Word for word, repeat each line of the listing below.

▶ Study material

____

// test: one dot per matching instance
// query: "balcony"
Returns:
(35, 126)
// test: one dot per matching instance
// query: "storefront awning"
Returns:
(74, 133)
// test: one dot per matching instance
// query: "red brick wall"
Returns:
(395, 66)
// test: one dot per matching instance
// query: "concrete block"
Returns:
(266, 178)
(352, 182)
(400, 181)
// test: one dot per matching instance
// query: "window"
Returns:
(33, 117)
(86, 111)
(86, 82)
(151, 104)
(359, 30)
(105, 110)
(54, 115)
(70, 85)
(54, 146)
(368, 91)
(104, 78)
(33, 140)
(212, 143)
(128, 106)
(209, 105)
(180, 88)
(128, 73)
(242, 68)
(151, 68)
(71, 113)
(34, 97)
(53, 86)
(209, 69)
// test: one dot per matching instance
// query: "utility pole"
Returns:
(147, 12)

____

▶ Your solution
// test: one dot per matching instance
// query: "balcony"
Returns:
(35, 126)
// test: one dot per matching instance
// query: "storefront awning"
Returns:
(74, 133)
// test: one dot per matching instance
// query: "red brick wall"
Returns:
(395, 66)
// test: one dot per matching instance
// query: "concrete block"
Returns:
(266, 178)
(352, 182)
(400, 181)
// test: one dot per matching instance
// query: "window"
Returns:
(33, 117)
(86, 111)
(86, 82)
(151, 104)
(359, 30)
(105, 110)
(54, 115)
(70, 85)
(54, 146)
(368, 91)
(104, 78)
(33, 140)
(212, 143)
(128, 106)
(209, 105)
(180, 88)
(128, 73)
(242, 68)
(151, 68)
(71, 113)
(34, 97)
(53, 86)
(209, 69)
// test: one dot per matching instance
// query: "utility pole"
Returns:
(147, 12)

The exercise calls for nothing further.